-- Text segment follows --
FY 2007-2012 Department of State and USAID Strategic Plan
Bureau of Resource Management
May 2007
Report

On June 6, 2006 Secretary Rice stated, "Our policy toward Africa is rooted in partnership not paternalism, in doing things with the peoples of Africa not for the peoples of Africa." Africa is a region of opportunity and promise. The number of democracies significantly increased over the past decade and the trend is continuing. Many long-running conflicts are close to resolution. War criminals, particularly leaders, are facing accountability. More countries are eligible for the Millennium Challenge Account (MCA), which links good policy, effective governance, and economic growth. By 2012, we believe 11 countries will have successfully signed MCA Compacts, and seven others will progress towards this goal.

Africa faces great challenges. Fragile states border fledgling democracies. Conflicts displace many people and hinder economic growth. 350 million Africans live on less than one dollar per day, and HIV/AIDS, malaria, and other infectious diseases overwhelm health systems and further impoverish many families. Lack of economic freedom in many countries hampers investment, growth, and poverty reduction. Sub-Saharan Africa remains the world's poorest region.

U.S. policy is committed to peace and security, democracy, free markets and economic integration, a healthy environment, and humanitarian assistance. These principles support vital U.S. interests in Africa, one of the last large emerging markets that will soon supply 25 percent of U.S. oil imports. The U.S. priorities in Africa derive from the President's charge to make the world safer and better, and the Secretary's vision of transformational diplomacy to use America's power to help foreign citizens improve their own lives.

Regional Priorities

Sudan/Darfur: Our top priority is Sudan, where we seek to secure peace and democracy countrywide and support the Sudanese people to implement the North/South Comprehensive Peace Agreement. In Darfur, U.S. humanitarian assistance helps meet basic needs and provides protection to vulnerable people. We will continue to support accountability for serious violations of human rights. We will also continue to facilitate dialogue among the contending parties, negotiate the introduction of a credible, effective peacekeeping force leading to a sustainable peace, and encourage economic growth. (Strategic Goal Linkages: 1, 3, 5, and others)

Liberia, Democratic Republic of Congo (DRC), and Post-Conflict Countries: We will support post-conflict reconstruction in countries such as Liberia, where Ellen Johnson-Sirleaf was elected Africa's first female president, and DRC, which recently successfully held its first free election since 1960. There and elsewhere, our humanitarian assistance will speed recovery from conflict and disaster, facilitate the return of refugees, and support peace and economic growth. To promote stability across Africa, we will strengthen bilateral relations with key sub-regional states, such as South Africa, Nigeria, and Kenya. (Strategic Goal Linkages: 2, 4, 5, and others)

Democracy and Human Rights: We will help Africans reform and strengthen their democratic institutions, and learn to hold their newly-elected governments accountable. We will pay particular attention to the role of women and youth. (Strategic Goal Linkage: 2)
-- Text segment concluded --
-- Raw data follows --
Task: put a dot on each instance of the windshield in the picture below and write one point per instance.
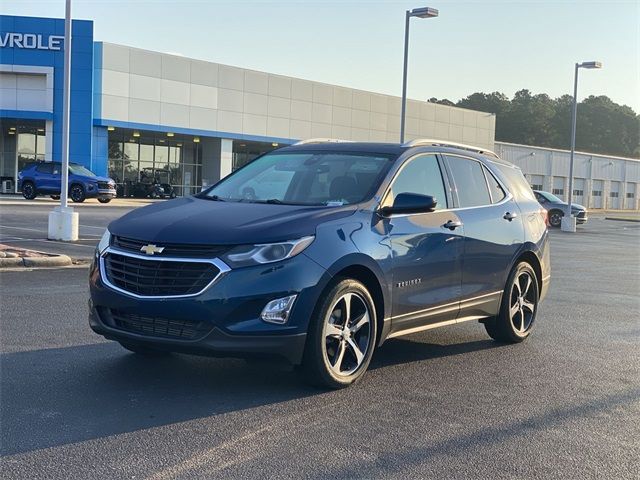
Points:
(80, 170)
(551, 197)
(314, 178)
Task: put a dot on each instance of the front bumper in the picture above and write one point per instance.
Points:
(227, 312)
(106, 193)
(215, 343)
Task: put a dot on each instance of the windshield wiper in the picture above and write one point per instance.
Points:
(214, 198)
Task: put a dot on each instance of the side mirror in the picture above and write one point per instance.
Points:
(410, 203)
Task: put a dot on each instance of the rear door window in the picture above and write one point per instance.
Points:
(496, 190)
(470, 182)
(46, 168)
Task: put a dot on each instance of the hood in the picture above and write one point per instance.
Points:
(574, 206)
(97, 178)
(193, 220)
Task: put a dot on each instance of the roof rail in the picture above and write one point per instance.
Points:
(321, 140)
(418, 142)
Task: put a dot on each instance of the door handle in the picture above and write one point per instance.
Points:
(452, 224)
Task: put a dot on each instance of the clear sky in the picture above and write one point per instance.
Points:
(474, 45)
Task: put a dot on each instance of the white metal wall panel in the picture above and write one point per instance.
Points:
(631, 197)
(558, 187)
(614, 196)
(578, 191)
(140, 86)
(597, 194)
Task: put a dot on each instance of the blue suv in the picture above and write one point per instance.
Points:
(321, 251)
(45, 178)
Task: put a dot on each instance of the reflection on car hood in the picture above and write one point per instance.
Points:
(193, 220)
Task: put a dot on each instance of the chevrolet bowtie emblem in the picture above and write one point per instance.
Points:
(151, 249)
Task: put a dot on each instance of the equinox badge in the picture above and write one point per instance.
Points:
(151, 249)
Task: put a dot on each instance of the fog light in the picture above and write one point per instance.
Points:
(277, 311)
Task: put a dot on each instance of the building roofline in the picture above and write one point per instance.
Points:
(551, 149)
(437, 105)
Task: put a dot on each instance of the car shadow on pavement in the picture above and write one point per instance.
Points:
(59, 396)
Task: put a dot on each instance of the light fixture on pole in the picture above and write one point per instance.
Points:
(63, 221)
(423, 12)
(569, 221)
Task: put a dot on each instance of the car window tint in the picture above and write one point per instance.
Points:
(45, 168)
(470, 182)
(497, 193)
(421, 175)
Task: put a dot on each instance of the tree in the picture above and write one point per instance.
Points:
(603, 126)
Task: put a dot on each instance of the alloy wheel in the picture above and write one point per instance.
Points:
(522, 306)
(27, 191)
(347, 333)
(76, 193)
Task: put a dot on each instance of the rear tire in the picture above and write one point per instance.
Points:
(76, 192)
(341, 336)
(143, 350)
(519, 307)
(29, 190)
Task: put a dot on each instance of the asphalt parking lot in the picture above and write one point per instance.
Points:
(24, 223)
(446, 403)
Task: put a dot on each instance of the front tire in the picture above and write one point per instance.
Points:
(518, 308)
(555, 218)
(341, 337)
(77, 193)
(29, 190)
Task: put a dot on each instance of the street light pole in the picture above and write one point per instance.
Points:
(404, 75)
(568, 221)
(424, 12)
(66, 106)
(63, 221)
(574, 115)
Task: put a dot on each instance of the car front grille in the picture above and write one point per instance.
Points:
(157, 278)
(170, 249)
(153, 326)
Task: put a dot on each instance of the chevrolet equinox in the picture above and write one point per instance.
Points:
(320, 251)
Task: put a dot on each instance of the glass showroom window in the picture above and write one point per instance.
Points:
(146, 157)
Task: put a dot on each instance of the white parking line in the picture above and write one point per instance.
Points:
(42, 231)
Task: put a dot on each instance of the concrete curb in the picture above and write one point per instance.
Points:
(36, 262)
(619, 219)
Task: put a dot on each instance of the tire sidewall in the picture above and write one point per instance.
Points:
(551, 214)
(315, 357)
(29, 186)
(505, 318)
(80, 198)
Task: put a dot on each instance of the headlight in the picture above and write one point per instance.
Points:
(104, 242)
(246, 255)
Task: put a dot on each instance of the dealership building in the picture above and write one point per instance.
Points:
(139, 112)
(188, 122)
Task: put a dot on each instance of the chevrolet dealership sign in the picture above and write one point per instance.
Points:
(31, 41)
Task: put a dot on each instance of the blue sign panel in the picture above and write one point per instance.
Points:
(39, 42)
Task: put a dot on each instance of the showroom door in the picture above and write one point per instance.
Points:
(596, 194)
(630, 200)
(578, 191)
(614, 196)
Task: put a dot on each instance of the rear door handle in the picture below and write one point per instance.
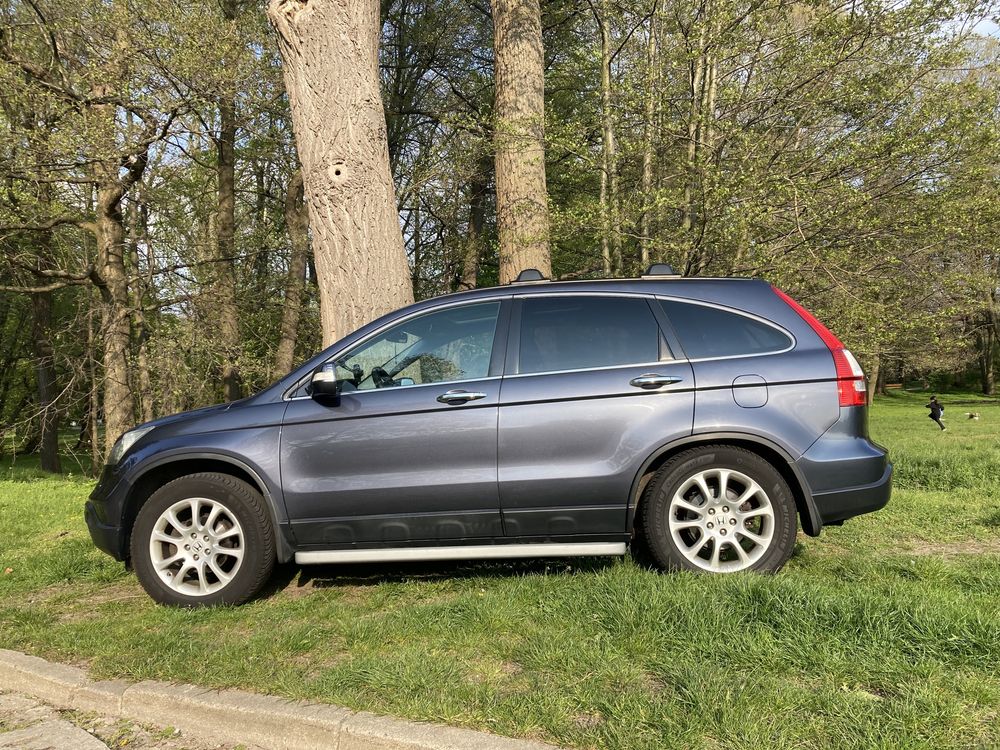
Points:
(652, 380)
(460, 397)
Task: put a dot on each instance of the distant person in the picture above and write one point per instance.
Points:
(936, 411)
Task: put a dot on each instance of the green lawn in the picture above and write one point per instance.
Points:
(882, 633)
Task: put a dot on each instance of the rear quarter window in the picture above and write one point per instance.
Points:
(713, 332)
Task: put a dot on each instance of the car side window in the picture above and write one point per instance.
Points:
(712, 332)
(575, 333)
(451, 344)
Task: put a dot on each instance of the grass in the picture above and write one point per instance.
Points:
(882, 633)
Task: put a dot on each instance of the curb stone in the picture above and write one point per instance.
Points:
(235, 716)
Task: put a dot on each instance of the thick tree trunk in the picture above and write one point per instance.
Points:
(330, 53)
(224, 276)
(297, 224)
(48, 417)
(119, 403)
(522, 200)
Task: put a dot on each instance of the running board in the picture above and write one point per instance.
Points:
(482, 552)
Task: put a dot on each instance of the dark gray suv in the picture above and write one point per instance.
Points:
(701, 418)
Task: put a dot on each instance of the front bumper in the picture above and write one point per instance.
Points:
(107, 538)
(103, 513)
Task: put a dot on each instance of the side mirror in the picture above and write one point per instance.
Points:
(324, 382)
-- Raw data concluded --
» **What you will do**:
Please retype the strategic plan text above from "Sudan/Darfur: Our top" to "3, 5, and others)".

» **The completed task**:
Sudan/Darfur: Our top priority is Sudan, where we seek to secure peace and democracy countrywide and support the Sudanese people to implement the North/South Comprehensive Peace Agreement. In Darfur, U.S. humanitarian assistance helps meet basic needs and provides protection to vulnerable people. We will continue to support accountability for serious violations of human rights. We will also continue to facilitate dialogue among the contending parties, negotiate the introduction of a credible, effective peacekeeping force leading to a sustainable peace, and encourage economic growth. (Strategic Goal Linkages: 1, 3, 5, and others)